= Text to read =

Marketing, Planning And Strategy
Marketing, Planning And Strategy
Over the years marketers have been presented with a series of philosophical
approaches to marketing decision making. One widely used approach is the
marketing concept approach, which directs the marketer to develop the product
offering, and indeed the entire marketing program, to meet the needs of the customer
base. A key element in this approach is the need for information flow from
the market to the decision maker. Another approach is the systems approach, which
instructs the marketer to view the product not as an individual entity but as just
one aspect of the customer’s total need-satisfaction system. A third approach, the
environmental approach, portrays the marketing decision maker as the focal point
of numerous environments within which the firm operates and that affect the success
of the firm’s marketing program. These environments frequently bear such
labels as legal-political, economic, competitive, consumer, market structure,
social, technological, and international.
Indeed, these and other philosophical approaches to marketing decision
making are merely descriptive frameworks that stress certain aspects of the firm’s
role vis-à-vis the strategic planning process. No matter what approach a firm follows,
it needs a reference point for its decisions that is provided by the strategy
and the planning process involved in designing the strategy. Thus, the strategic
planning process is the guiding force behind decision making, regardless of the
approach one adopts. This relationship between the strategic planning process
and approaches to marketing decision making is depicted.

(Data items)
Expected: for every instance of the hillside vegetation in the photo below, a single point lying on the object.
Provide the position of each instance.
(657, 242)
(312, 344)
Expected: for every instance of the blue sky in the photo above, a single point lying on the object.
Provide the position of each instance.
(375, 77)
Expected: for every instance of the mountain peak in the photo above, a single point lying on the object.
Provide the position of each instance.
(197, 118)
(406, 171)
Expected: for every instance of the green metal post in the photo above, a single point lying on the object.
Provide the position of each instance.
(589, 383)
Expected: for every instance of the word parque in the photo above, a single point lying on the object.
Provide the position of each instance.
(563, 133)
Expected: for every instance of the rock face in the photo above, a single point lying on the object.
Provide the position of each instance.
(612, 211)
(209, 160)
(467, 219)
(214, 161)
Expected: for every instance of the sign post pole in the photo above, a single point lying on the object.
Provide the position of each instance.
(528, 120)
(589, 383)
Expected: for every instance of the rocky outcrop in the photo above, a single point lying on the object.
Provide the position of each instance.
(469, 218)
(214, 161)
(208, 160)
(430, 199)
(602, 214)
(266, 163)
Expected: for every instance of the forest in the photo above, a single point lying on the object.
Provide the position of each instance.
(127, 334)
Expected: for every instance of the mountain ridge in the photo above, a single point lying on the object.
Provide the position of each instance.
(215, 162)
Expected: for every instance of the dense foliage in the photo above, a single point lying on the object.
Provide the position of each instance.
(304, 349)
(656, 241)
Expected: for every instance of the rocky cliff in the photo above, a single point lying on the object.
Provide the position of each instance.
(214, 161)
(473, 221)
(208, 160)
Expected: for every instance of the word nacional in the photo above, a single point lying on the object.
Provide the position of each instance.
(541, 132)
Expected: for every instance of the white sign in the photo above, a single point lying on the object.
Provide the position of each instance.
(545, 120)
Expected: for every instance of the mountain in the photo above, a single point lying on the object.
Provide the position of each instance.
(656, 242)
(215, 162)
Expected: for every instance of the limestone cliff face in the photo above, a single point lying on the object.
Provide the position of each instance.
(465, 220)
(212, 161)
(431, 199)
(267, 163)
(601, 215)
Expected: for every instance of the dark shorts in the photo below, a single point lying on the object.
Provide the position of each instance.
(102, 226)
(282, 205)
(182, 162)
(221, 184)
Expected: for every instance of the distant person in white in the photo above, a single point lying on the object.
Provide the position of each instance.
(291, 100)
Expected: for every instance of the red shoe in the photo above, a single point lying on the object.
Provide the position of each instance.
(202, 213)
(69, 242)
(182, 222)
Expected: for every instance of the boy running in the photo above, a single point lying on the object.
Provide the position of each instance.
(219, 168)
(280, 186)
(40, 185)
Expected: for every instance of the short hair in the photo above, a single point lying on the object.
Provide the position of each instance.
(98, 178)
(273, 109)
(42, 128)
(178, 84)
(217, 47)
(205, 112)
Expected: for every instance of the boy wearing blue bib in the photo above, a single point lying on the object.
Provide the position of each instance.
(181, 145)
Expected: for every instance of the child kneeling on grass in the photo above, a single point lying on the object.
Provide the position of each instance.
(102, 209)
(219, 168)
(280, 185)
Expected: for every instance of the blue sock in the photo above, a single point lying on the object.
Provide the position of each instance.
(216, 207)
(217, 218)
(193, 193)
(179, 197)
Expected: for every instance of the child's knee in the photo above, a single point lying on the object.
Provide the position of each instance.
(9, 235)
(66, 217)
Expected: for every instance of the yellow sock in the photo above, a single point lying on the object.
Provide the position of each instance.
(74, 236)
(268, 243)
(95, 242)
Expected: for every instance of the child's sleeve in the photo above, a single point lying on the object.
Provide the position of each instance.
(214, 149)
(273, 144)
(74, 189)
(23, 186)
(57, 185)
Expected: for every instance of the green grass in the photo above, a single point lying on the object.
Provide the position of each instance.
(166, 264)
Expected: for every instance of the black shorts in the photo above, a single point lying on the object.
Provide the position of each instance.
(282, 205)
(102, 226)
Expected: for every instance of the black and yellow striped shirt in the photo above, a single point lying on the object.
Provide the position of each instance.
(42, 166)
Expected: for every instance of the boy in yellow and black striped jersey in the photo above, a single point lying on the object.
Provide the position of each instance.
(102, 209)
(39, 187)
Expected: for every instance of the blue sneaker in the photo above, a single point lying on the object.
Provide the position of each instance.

= Required task =
Please continue the text on marketing planning and strategy, picking up right after its last sentence. The records are separate material and are not part of the text on marketing planning and strategy.

= Output for this exercise =
Planning perspectives develop in response to needs that arise internally or
that impinge on the organization from outside. During the 1950s and 1960s,
growth was the dominant fact of the economic environment, and the planning
processes developed during that time were typically geared to the discovery and
exploitation of entrepreneurial opportunities. Decentralized planning was the
order of the day. Top management focused on reviewing major investment proposals
and approving annual operating budgets. Long-range corporate plans were occasionally put together, but they were primarily extrapolations and were
rarely used for strategic decision making.
Planning perspectives changed in the 1970s. With the quadrupling of energy
costs and the emergence of competition from new quarters, followed by a recession
and reports of an impending capital crisis, companies found themselves surrounded
by new needs. Reflecting these new management needs and concerns, a
process aimed at more centralized control over resources soon pervaded planning
efforts. Sorting out winners and losers, setting priorities, and conserving capital
became the name of the game. A new era of strategic planning dawned over corporate
America.
The value of effective strategic planning is virtually unchallenged in today’s
business world. A majority of the Fortune 1000 firms in the United States, for
instance, now have senior executives responsible for spearheading strategic planning
efforts.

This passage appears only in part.